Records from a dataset
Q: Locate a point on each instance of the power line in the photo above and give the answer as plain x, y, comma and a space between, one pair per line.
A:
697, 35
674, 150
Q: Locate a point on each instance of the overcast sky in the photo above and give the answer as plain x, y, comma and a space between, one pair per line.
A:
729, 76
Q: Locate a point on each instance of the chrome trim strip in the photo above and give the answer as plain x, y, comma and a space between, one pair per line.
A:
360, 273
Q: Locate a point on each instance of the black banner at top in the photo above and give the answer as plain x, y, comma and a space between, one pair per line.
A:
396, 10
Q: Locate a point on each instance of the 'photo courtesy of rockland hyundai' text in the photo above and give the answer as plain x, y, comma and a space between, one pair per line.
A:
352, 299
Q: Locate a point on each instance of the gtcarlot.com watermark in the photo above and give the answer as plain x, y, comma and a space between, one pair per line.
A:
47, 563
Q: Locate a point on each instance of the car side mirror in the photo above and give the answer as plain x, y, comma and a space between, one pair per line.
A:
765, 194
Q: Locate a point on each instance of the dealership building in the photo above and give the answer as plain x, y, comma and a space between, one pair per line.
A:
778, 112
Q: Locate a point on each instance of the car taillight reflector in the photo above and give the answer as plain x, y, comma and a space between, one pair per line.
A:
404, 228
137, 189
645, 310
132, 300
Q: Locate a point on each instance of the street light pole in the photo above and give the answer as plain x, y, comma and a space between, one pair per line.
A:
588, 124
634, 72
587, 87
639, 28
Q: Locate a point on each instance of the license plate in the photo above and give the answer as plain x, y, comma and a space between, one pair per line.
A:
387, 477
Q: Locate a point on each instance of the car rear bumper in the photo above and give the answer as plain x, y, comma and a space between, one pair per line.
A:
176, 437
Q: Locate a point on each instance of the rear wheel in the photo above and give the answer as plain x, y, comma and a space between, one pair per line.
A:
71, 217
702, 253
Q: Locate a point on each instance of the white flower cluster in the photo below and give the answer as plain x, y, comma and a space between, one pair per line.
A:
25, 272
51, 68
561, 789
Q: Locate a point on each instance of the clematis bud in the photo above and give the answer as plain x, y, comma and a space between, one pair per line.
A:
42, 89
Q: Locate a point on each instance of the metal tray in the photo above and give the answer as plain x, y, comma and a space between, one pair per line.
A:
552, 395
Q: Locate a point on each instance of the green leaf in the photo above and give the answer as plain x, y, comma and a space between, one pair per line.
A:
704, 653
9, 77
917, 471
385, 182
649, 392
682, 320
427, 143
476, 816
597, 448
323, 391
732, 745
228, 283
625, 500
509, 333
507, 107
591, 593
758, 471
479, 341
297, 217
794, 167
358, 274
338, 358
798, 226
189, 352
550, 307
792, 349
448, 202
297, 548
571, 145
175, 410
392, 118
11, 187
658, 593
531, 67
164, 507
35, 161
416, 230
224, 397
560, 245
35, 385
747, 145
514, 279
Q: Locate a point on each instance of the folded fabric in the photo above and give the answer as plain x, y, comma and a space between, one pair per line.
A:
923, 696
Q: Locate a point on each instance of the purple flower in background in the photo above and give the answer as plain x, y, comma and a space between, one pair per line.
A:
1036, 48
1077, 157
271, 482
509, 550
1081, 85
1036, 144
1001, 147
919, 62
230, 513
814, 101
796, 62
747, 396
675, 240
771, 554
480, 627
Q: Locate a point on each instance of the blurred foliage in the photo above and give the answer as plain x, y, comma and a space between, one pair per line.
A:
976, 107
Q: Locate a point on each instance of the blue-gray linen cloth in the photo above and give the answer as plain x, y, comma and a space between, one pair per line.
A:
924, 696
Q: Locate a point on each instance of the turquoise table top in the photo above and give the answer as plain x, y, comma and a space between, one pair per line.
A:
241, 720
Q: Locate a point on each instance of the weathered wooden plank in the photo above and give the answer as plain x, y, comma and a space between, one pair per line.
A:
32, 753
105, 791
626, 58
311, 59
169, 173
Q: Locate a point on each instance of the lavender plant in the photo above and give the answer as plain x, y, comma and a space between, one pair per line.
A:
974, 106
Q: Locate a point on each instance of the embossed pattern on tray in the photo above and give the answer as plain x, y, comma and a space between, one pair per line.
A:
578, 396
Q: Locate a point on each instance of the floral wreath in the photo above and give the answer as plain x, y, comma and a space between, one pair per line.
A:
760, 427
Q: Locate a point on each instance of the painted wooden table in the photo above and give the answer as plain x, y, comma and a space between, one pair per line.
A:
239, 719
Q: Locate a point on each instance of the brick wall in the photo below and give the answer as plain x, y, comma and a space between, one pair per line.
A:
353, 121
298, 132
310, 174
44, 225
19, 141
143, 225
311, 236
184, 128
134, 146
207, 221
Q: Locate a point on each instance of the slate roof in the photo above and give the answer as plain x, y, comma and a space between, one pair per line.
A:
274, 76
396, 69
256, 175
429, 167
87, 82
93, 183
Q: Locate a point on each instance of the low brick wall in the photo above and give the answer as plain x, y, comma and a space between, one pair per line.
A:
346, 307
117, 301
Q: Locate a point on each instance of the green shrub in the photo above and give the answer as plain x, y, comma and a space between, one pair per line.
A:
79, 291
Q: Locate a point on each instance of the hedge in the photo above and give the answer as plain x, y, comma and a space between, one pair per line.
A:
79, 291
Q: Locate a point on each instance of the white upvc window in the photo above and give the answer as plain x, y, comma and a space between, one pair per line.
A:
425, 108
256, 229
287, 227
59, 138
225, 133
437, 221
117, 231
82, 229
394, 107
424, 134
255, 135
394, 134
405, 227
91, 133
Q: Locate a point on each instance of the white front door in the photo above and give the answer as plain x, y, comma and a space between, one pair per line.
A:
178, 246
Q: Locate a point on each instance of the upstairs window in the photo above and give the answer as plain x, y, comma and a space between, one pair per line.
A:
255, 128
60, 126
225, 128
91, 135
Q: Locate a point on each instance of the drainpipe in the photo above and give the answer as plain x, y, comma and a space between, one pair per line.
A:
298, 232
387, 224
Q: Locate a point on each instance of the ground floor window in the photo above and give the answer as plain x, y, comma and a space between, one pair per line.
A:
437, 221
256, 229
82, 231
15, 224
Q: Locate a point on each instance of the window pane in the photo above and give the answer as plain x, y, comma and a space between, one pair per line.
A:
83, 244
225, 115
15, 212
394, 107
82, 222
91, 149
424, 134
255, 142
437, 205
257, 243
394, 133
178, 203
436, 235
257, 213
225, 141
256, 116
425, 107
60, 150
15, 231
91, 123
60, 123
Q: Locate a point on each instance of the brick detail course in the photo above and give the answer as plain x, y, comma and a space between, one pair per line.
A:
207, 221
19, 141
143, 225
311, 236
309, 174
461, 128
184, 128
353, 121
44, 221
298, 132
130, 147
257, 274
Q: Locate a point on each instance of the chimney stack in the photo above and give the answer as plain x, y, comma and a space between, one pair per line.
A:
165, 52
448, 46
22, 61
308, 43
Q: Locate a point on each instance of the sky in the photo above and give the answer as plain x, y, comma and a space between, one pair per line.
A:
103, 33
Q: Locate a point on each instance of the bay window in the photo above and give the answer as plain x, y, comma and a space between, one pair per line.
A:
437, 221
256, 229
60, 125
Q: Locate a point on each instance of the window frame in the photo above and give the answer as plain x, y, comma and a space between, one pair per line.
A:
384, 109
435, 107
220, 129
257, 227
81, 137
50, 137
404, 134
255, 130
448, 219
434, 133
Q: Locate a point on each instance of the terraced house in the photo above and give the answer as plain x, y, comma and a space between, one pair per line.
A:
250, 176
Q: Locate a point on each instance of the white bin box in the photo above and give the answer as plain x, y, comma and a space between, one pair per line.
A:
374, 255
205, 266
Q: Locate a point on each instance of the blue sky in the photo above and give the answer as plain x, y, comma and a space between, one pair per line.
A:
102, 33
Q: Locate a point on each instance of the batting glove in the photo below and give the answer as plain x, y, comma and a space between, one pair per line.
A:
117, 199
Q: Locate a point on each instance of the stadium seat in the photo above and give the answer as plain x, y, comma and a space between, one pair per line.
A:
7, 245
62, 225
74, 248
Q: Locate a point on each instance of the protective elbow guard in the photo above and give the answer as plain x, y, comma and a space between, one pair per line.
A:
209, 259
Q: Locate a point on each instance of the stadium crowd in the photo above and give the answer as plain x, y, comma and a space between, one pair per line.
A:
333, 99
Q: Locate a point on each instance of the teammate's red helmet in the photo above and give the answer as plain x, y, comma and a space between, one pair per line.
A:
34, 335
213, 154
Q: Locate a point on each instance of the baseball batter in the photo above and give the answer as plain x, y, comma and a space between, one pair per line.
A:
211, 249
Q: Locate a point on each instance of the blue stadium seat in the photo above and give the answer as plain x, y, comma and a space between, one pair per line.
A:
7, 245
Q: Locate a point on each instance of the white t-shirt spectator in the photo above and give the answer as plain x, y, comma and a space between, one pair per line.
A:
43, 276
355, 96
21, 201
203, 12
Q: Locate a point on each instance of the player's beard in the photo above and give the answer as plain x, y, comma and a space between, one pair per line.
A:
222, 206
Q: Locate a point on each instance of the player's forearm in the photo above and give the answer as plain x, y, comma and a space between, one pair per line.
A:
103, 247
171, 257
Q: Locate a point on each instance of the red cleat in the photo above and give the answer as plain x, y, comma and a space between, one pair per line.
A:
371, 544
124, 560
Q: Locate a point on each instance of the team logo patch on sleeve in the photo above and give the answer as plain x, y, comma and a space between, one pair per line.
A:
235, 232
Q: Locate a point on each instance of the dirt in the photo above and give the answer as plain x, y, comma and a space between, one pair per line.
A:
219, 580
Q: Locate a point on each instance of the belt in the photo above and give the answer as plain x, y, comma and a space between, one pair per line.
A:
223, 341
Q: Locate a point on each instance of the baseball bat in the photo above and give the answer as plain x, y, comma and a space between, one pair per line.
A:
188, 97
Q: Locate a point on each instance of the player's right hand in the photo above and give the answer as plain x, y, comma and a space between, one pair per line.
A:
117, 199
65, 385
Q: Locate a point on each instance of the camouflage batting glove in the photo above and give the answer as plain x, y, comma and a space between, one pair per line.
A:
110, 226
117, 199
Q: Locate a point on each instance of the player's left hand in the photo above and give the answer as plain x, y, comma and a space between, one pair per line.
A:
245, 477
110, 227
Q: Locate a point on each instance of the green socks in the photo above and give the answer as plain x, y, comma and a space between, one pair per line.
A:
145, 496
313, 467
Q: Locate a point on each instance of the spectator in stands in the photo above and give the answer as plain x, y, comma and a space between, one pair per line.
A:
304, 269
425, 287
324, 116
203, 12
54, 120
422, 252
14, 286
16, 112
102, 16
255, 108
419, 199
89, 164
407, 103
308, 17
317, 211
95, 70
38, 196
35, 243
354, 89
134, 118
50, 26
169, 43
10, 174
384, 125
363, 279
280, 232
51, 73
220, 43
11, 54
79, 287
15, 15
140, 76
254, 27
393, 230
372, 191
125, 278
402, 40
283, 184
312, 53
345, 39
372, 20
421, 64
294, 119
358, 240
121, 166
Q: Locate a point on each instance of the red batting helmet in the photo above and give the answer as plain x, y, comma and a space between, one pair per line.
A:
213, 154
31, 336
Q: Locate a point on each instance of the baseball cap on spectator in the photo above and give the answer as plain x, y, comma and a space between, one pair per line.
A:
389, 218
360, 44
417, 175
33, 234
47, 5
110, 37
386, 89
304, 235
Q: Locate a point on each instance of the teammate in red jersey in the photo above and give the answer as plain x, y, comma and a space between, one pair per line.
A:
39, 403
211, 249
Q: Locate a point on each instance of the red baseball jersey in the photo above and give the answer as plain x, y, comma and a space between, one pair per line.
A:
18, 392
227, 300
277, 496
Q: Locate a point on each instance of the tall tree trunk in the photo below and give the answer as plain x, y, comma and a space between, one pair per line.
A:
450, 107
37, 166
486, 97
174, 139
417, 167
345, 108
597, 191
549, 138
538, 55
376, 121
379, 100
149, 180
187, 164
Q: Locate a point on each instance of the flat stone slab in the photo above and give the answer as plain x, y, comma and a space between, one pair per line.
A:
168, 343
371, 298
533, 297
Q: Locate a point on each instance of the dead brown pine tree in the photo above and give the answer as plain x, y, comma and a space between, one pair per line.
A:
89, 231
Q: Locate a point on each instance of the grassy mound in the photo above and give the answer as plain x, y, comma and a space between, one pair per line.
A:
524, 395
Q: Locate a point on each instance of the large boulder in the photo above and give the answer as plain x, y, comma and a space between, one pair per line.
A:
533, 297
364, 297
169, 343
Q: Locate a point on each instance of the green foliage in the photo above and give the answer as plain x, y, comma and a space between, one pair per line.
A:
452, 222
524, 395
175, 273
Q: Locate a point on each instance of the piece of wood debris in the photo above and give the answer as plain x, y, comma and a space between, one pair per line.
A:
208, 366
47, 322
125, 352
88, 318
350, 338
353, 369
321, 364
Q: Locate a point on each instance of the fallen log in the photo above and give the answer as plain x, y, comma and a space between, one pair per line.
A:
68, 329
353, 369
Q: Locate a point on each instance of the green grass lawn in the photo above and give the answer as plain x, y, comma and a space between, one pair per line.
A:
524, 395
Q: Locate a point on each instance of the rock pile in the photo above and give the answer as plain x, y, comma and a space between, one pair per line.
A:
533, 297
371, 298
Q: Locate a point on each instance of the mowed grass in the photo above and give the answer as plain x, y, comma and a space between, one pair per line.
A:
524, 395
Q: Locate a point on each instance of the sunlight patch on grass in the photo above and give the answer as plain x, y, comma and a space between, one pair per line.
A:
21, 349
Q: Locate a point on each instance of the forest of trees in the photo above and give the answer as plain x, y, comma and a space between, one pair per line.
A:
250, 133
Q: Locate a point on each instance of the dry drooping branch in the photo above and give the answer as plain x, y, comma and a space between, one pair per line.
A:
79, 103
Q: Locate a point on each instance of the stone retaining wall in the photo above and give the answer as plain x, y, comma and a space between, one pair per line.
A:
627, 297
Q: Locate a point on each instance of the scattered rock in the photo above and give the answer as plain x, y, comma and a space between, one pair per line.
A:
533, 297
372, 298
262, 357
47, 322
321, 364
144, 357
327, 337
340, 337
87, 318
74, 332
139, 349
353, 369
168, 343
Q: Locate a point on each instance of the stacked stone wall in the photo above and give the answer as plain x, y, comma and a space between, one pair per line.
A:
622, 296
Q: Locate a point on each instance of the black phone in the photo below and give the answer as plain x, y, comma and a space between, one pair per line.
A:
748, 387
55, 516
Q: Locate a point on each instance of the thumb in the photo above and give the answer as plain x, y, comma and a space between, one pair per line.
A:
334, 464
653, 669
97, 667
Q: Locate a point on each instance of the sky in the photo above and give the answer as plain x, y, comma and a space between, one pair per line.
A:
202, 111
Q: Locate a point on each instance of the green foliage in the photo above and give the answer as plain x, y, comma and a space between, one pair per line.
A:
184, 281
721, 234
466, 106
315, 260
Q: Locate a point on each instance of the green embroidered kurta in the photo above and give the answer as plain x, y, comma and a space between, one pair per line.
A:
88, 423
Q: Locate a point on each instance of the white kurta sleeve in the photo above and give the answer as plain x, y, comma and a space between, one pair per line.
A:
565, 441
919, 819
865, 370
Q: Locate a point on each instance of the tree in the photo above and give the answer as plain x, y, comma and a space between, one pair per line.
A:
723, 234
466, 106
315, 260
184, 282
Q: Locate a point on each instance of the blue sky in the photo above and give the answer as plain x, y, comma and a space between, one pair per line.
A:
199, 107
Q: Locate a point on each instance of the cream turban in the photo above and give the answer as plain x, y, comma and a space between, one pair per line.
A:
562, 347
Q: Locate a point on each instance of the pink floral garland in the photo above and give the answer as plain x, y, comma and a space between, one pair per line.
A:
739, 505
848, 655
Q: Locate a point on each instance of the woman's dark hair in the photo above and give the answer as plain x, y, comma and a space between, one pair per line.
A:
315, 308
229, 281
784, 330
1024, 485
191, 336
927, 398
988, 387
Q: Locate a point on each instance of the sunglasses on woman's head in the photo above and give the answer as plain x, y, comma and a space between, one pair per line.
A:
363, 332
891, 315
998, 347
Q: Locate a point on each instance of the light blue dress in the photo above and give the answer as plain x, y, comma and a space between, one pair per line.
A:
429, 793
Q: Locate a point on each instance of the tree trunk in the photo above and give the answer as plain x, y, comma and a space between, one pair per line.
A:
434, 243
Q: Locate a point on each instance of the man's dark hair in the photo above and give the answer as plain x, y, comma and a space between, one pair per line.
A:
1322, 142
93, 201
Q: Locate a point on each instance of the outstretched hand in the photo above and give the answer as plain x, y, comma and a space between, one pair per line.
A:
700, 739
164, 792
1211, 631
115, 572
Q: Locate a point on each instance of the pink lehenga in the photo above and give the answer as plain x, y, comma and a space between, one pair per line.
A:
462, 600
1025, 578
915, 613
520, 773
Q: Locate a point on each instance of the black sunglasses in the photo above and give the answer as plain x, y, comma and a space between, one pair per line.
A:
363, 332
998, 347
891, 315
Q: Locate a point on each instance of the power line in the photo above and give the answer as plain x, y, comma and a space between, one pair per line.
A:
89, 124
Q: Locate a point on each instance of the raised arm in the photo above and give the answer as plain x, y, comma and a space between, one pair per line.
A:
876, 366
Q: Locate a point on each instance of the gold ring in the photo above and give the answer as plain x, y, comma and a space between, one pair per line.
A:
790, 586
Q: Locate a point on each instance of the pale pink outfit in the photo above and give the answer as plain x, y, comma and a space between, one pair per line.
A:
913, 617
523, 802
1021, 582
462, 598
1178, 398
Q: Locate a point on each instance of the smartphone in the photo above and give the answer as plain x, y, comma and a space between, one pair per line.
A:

Request
From the line holding "Q: Locate a point on each instance of the light" through the last line above, reproduce each line exactly and add nothing.

Task solution
Q: Locate a point on each instance of the light blue dress in the photo above and give the answer as plain x, y, comma and a space between, one pair per line.
A:
429, 793
Q: Locate a point on each instance of the tree trunk in the photo above and give the answer as plain x, y, comma and a space between, one pair per line.
A:
434, 243
Q: Locate a point on each instance of the man's dark hair in the photo above and give the answer as plain x, y, comma and a space between, one pair per line.
A:
1322, 142
93, 201
Q: Locate a point on each instance of the outstretched hand in the photo above and give the answer as plain x, y, comma and a space between, one pair per line.
A:
700, 739
164, 792
1211, 631
115, 572
Q: Locate a point on each instance of the pink lehenga in the photo above and give the answer as plain x, y, comma and a space between, one pair per line.
A:
462, 600
1025, 578
915, 613
520, 773
Q: Locate a point on each instance of the black sunglasses in the photo above and give the answer as plain x, y, comma and a space between, one pair per line.
A:
363, 332
998, 347
891, 315
Q: Locate a point on each instance of the power line in the photo above and give the answer as plain x, y, comma and a space between, one pair per line.
A:
89, 124
Q: Locate a point on each instance of the raised arm in the photo above and give the answer as plain x, y, comma and a space between, one pair per line.
A:
876, 366
Q: Locate a point on each instance of the gold ring in the photo above and give the answer as plain x, y, comma and a space between, one pair per line.
A:
790, 586
Q: Locate a point on each instance of the pale pink outfit in the photo above and give the answer as plain x, y, comma and a space between, one pair per line.
A:
913, 617
523, 802
1021, 582
462, 598
1178, 398
Q: Locate a point on each instance of the smartphone in the photo above and give the answer as plain x, y, comma and a space between, one pair per line.
A:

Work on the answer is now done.